To be done -
Continue the text on finding the inorder predecessor and successor in a BST from the point where it stops.

++++ Document text

Inorder predecessor and successor for a given key in BST

I recently encountered with a question in an interview at e-commerce company. The interviewer asked the following question:

There is BST given with root node with key part as integer only. The structure of each node is as follows:

struct Node
{
    int key;
    struct Node *left, *right ;
}; 

You need to find the inorder successor and predecessor of a given key. In case the given key is not found in BST, then return the two values within which this key will lie.



Following is the algorithm to reach the desired result. Its a recursive method:

Input: root node, key
output: predecessor node, successor node

1. If root is NULL
      then return
2. if key is found then
    a. If its left subtree is not null
        Then predecessor will be the right most 
        child of left subtree or left child itself.
    b. If its right subtree is not null
        The successor will be the left most child 
        of right subtree or right child itself.
    return
3. If key is smaller then root node
        set the successor as root
        search recursively into left subtree
    else
        set the predecessor as root
        search recursively into right subtree

Following is C++ implementation of the above algorithm:

C++

// C++ program to find predecessor and successor in a BST
#include <iostream>
using namespace std;

// BST Node
struct Node
{
    int key;
    struct Node *left, *right;
};

// This function finds predecessor and successor of key in BST.

++++++++
++++ Data entries

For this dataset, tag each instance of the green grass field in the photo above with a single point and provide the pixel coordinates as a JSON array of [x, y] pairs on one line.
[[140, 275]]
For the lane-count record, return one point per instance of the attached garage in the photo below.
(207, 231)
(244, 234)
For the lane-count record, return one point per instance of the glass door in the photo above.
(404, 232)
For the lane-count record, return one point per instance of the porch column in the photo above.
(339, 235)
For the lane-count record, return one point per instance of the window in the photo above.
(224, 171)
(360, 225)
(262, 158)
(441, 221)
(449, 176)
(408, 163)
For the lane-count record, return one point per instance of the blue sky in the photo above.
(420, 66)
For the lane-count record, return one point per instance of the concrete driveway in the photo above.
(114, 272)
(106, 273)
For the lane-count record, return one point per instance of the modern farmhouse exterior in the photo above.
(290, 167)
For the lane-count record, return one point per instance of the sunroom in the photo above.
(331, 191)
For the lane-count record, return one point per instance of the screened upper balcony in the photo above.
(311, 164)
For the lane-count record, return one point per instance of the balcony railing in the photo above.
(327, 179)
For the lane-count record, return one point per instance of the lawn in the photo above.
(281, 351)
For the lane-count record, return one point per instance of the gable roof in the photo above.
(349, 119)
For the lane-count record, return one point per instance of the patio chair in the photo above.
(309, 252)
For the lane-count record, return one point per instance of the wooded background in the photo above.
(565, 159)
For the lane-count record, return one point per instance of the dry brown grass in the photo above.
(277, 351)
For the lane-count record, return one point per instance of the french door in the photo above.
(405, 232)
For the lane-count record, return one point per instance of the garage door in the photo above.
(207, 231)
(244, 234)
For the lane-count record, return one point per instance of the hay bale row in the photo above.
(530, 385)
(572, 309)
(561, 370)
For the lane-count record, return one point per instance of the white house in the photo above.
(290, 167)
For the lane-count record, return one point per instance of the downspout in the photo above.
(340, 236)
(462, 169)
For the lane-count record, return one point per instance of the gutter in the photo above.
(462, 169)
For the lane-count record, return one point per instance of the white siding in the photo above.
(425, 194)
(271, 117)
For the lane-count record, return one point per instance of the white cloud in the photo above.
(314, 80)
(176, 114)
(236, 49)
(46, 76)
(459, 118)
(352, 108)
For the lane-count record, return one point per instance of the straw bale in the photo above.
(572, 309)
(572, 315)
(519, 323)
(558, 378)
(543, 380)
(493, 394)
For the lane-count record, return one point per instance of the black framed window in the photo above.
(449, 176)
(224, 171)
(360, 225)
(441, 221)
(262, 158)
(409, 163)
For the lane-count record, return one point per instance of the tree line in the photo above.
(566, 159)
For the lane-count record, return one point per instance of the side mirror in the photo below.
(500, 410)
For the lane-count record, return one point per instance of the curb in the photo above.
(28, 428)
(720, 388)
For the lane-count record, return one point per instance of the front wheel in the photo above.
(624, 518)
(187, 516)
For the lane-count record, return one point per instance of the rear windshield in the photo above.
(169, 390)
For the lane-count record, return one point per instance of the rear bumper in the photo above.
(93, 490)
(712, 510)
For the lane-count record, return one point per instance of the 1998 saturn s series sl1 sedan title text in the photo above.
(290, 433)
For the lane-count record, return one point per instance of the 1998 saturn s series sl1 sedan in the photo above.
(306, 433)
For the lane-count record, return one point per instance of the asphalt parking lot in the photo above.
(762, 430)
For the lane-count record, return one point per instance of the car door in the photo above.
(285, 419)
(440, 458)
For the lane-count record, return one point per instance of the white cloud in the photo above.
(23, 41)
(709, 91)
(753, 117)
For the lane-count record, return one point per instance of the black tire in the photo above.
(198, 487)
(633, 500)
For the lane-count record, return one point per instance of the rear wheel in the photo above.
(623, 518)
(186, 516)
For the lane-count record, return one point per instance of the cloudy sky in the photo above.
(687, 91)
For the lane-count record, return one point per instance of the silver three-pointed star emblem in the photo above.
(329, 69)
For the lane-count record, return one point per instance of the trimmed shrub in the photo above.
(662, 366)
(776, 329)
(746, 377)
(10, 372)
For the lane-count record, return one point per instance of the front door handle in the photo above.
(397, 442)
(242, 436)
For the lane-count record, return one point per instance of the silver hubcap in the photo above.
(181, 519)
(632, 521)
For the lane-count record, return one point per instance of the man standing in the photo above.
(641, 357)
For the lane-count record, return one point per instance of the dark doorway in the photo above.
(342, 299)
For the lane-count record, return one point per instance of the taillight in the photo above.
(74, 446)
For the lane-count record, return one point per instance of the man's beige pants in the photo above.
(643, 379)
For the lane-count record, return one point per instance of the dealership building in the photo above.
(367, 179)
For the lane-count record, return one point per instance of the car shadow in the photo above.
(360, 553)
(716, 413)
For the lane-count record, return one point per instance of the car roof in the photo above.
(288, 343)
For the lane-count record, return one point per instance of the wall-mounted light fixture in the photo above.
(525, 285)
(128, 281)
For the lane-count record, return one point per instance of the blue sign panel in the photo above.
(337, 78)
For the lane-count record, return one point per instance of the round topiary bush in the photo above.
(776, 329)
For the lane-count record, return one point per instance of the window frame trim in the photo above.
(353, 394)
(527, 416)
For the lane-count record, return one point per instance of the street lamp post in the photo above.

++++++++

Result of this exercise -
// It sets pre and suc as predecessor and successor respectively
void findPreSuc(Node* root, Node*& pre, Node*& suc, int key)
{
    // Base case
    if (root == NULL)  return ;

    // If key is present at root
    if (root->key == key)
    {
        // the maximum value in left subtree is predecessor
        if (root->left != NULL)
        {
            Node* tmp = root->left;
            while (tmp->right)
                tmp = tmp->right;
            pre = tmp ;
        }

        // the minimum value in right subtree is successor
        if (root->right != NULL)
        {
            Node* tmp = root->right ;
            while (tmp->left)
                tmp = tmp->left ;
            suc = tmp ;
        }
        return ;
    }

    // If key is smaller than root's key, go to left subtree
    if (root->key > key)
    {
        suc = root ;
        findPreSuc(root->left, pre, suc, key) ;
    }
    else // go to right subtree
    {
        pre = root ;
        findPreSuc(root->right, pre, suc, key) ;
    }
}

// A utility function to create a new BST node
Node *newNode(int item)
{
    Node *temp =  new Node;
    temp->key = item;
    temp->left = temp->right = NULL;
    return temp;
}

/* A utility function to insert a new node with given key in BST */
Node* insert(Node* node, int key)
{
    if (node == NULL) return newNode(key);
    if (key < node->key)
        node->left  = insert(node->left, key);
    else
        node->right = insert(node->right, key);
    return node;
}

// Driver program to test above function
int main()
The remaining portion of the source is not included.